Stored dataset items
----

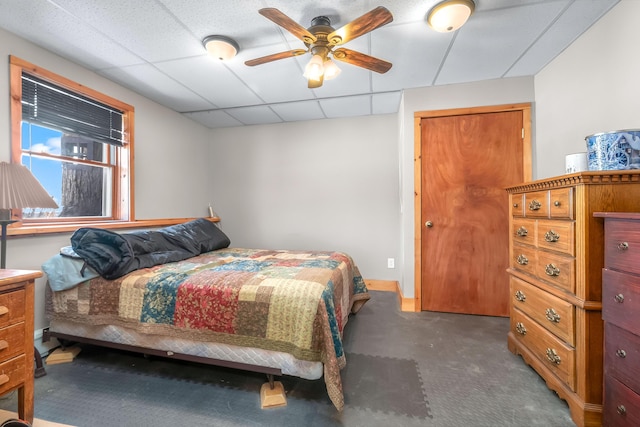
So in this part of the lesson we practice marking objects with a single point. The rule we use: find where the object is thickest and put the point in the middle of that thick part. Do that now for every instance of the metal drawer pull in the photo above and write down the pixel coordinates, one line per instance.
(551, 236)
(535, 205)
(553, 357)
(552, 270)
(552, 315)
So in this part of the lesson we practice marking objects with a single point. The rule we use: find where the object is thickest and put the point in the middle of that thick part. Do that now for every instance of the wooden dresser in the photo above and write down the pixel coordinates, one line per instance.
(556, 260)
(621, 314)
(16, 337)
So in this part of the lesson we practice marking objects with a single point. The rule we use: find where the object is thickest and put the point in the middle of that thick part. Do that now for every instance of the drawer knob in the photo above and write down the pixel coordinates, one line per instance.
(551, 236)
(552, 356)
(551, 270)
(535, 205)
(552, 315)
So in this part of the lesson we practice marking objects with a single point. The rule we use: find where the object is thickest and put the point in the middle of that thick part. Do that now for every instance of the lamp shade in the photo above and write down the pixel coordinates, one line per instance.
(450, 15)
(221, 47)
(20, 189)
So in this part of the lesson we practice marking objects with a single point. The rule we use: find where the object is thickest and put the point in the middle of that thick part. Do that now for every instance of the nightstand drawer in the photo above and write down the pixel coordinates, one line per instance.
(553, 352)
(621, 300)
(12, 307)
(622, 246)
(622, 356)
(549, 311)
(621, 405)
(12, 373)
(11, 341)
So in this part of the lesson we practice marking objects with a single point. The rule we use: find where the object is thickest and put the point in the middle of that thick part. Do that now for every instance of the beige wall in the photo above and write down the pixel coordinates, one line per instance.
(592, 87)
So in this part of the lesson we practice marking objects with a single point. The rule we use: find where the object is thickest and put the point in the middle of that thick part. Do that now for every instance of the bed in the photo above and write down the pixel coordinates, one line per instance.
(280, 312)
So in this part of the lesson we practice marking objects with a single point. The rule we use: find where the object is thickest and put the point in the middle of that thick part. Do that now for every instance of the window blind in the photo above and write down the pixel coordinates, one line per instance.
(50, 105)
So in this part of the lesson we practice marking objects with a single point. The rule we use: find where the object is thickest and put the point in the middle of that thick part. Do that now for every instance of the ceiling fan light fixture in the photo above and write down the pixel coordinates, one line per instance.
(221, 47)
(450, 15)
(331, 70)
(314, 69)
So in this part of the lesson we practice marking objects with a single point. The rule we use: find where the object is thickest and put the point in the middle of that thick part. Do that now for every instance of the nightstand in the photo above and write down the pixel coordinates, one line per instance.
(16, 337)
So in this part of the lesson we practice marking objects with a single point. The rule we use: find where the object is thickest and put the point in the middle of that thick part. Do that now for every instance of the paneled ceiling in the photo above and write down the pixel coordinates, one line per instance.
(154, 47)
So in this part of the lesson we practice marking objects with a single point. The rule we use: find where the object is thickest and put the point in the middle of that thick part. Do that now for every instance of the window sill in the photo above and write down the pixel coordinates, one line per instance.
(25, 230)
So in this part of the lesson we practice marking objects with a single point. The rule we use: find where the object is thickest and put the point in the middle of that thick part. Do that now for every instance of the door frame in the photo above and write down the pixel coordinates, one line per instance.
(525, 108)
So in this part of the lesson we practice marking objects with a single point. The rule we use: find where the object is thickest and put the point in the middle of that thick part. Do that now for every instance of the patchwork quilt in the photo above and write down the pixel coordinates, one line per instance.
(296, 302)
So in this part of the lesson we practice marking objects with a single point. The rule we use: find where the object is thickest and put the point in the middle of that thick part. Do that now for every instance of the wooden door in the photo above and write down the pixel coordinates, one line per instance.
(466, 163)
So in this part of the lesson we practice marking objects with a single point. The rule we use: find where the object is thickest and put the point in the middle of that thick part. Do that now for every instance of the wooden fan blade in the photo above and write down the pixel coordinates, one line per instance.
(362, 60)
(288, 24)
(312, 84)
(275, 57)
(368, 22)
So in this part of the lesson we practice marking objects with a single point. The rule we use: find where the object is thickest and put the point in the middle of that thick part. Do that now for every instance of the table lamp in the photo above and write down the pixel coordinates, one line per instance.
(19, 189)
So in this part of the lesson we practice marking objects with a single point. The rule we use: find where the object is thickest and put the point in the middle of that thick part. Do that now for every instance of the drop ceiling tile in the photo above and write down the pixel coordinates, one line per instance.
(569, 26)
(254, 115)
(211, 79)
(481, 49)
(348, 106)
(296, 111)
(148, 81)
(386, 103)
(214, 119)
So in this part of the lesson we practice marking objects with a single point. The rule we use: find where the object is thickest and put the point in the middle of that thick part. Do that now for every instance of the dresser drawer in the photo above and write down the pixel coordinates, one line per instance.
(524, 231)
(621, 300)
(556, 269)
(12, 307)
(622, 246)
(556, 236)
(11, 341)
(555, 354)
(12, 373)
(621, 404)
(561, 203)
(523, 258)
(549, 311)
(536, 204)
(622, 356)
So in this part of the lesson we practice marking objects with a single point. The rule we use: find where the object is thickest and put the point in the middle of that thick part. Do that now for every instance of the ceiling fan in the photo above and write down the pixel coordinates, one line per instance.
(321, 40)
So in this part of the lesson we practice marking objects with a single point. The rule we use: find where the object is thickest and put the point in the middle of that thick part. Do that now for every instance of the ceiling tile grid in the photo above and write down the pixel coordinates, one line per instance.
(154, 47)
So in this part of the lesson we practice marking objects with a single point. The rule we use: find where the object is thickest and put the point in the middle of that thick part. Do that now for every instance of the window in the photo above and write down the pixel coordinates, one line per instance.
(77, 142)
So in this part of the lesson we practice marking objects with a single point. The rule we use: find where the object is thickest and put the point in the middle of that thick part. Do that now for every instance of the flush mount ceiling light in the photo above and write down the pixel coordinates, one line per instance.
(221, 47)
(449, 15)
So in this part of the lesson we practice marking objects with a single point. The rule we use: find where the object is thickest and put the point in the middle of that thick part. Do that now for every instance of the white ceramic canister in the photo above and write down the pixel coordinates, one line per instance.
(576, 162)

----

▸ **AIM OF THE TASK**
All of the records above should be reproduced exactly, with the pictures left out.

▸ **SOLUTION TO THE PROBLEM**
So in this part of the lesson we practice marking objects with a single point. The rule we use: find where the object is thickest and put the point in the middle of that thick part. Do that now for every instance of the metal drawer pull in the photo above and write down the pixel coordinates, one line per instance.
(551, 236)
(535, 205)
(553, 357)
(552, 270)
(552, 315)
So in this part of the lesson we practice marking objects with a single point. The rule we use: find where the object is thickest and put the point in the middle of that thick part. Do that now for every instance of the wooden dresser in the photo above and write down the pixel coordinates, one line per instance.
(556, 260)
(621, 314)
(16, 337)
So in this part of the lesson we practice marking objects with a single point. The rule we use: find where the object is thickest and put the point in the middle of that thick part. Do that now for every instance of the drawer knob in the photo above and write down the pixel coordinates, one line per instance.
(551, 236)
(552, 356)
(551, 270)
(535, 205)
(552, 315)
So in this part of the lesson we practice marking objects with a single point. The rule we use: find where the object is thickest and put the point in the middle of that thick part. Do that now for every instance of the lamp shade in the photo above and write down the pixel coordinates, one line per instance.
(450, 15)
(221, 47)
(20, 189)
So in this part of the lesson we practice marking objects with a single point. The rule we use: find where the object is thickest and put the point in the middle of that thick part. Do that now for every instance of the nightstand drawer in the photo above and write down the pixel coordinates, one line per instance.
(553, 352)
(621, 300)
(12, 307)
(622, 246)
(622, 356)
(549, 311)
(621, 405)
(12, 373)
(11, 341)
So in this part of the lesson we practice marking objects with a single point. The rule we use: find where the object is thickest and put the point in the middle of that thick part. Do that now for every instance of the beige wall in the photo above and write down the pixel coordinates, one line per instance.
(592, 87)
So in this part of the lesson we practice marking objects with a single point. The rule we use: find where the object is thickest and put the point in the middle of that thick part. Do that now for every instance of the bed in the photo above and write down the pixel coordinates, one line per instance.
(280, 312)
So in this part of the lesson we practice marking objects with a single point. The rule we use: find where the object is thickest and put the point in the middle of that thick part. Do that now for every instance of the window blind in the photo above and write down the pixel coordinates, one line per instance.
(50, 105)
So in this part of the lesson we practice marking objects with a single point. The rule we use: find where the object is thickest and put the point in the middle of that thick part. Do that now for every instance of the ceiling fan light fixture in the photo above and write down the pixel coordinates, one line per instance.
(221, 47)
(450, 15)
(331, 70)
(314, 69)
So in this part of the lesson we practice marking objects with a single point. The rule we use: find where the object is thickest and put the point in the middle of that thick part. Do that now for every instance of the nightstand in the photo above and write down the pixel coordinates, one line per instance.
(16, 337)
So in this part of the lesson we practice marking objects with a single point. The rule we use: find where the object is thickest and put the point in the middle of that thick part. Do that now for every instance of the paneled ceiling in the photo above and write down the pixel coordinates, one line per instance.
(154, 47)
So in this part of the lesson we practice marking objects with a single point. The rule we use: find where the object is thickest and put the point in the middle of that thick part. Do that now for every instance of the window sill in the photo above and write down the pixel coordinates, one line per instance.
(25, 230)
So in this part of the lesson we practice marking objects with a single point. The rule we use: find where the object is thickest and put the point in the middle of that thick part. Do that now for every instance of the door frame in the photo above and write down the pixel coordinates, one line per instance.
(525, 108)
So in this part of the lesson we practice marking objects with a single point. The rule we use: find where the object is thickest and put the point in the middle of that thick part. Do that now for every instance of the patchwork quilt in the photo above and write down the pixel coordinates, one line per instance.
(296, 302)
So in this part of the lesson we practice marking objects with a single point. The rule we use: find where the object is thickest and put the point in the middle of that thick part. Do that now for every instance of the wooden door in the photo above and write down the pixel coordinates, one line per instance.
(466, 163)
So in this part of the lesson we practice marking objects with a single point. The rule we use: find where the object is thickest and put the point in the middle of that thick part. Do that now for every instance of the wooden fan blade in the photo above and write down the pixel coordinates, one line per instance.
(362, 60)
(288, 24)
(312, 84)
(275, 57)
(368, 22)
So in this part of the lesson we practice marking objects with a single point. The rule we use: find where the object is thickest and put the point in the middle of that thick part. Do that now for every instance of the table lamp in the photo above and write down the pixel coordinates, one line per instance.
(19, 189)
So in this part of the lesson we practice marking objects with a single point. The rule we use: find where the object is thickest and put the point in the middle of that thick part. Do that now for every instance of the drop ceiling tile in the photo above and write down the pixel coordinates, one line per instance.
(569, 26)
(254, 115)
(211, 79)
(481, 49)
(348, 106)
(296, 111)
(148, 81)
(386, 103)
(214, 119)
So in this part of the lesson we practice marking objects with a single point. The rule we use: find where the object is thickest and put the point in the middle of that thick part. Do that now for every instance of the dresser drawer in the photo above and write down the pixel coordinates, one line per instance.
(524, 231)
(621, 300)
(556, 269)
(12, 307)
(622, 246)
(556, 236)
(11, 341)
(555, 354)
(12, 373)
(621, 404)
(561, 203)
(523, 258)
(549, 311)
(536, 204)
(622, 356)
So in this part of the lesson we practice marking objects with a single point. The rule we use: find where the object is thickest and put the point in the middle of that thick part. Do that now for every instance of the ceiling fan in the photo above and write down the pixel coordinates, one line per instance.
(321, 40)
So in this part of the lesson we practice marking objects with a single point. The rule we use: find where the object is thickest and put the point in the middle of that thick part. Do that now for every instance of the ceiling tile grid in the photo above and write down the pixel coordinates, one line per instance.
(154, 47)
So in this part of the lesson we practice marking objects with a single point. The rule we use: find where the object is thickest and put the point in the middle of that thick part. Do that now for every instance of the window in the photo above and write down the pixel coordinates, one line per instance.
(77, 142)
So in this part of the lesson we practice marking objects with a single point. The rule we use: find where the object is thickest and put the point in the middle of that thick part. Do that now for every instance of the flush mount ceiling light in the photo above and write down the pixel coordinates, one line per instance.
(221, 47)
(449, 15)
So in this part of the lesson we practice marking objects with a single point. The rule we use: find where the object is thickest and put the point in the middle of that thick part. Do that now for every instance of the white ceramic canister in the photo above and write down the pixel coordinates, one line per instance.
(576, 162)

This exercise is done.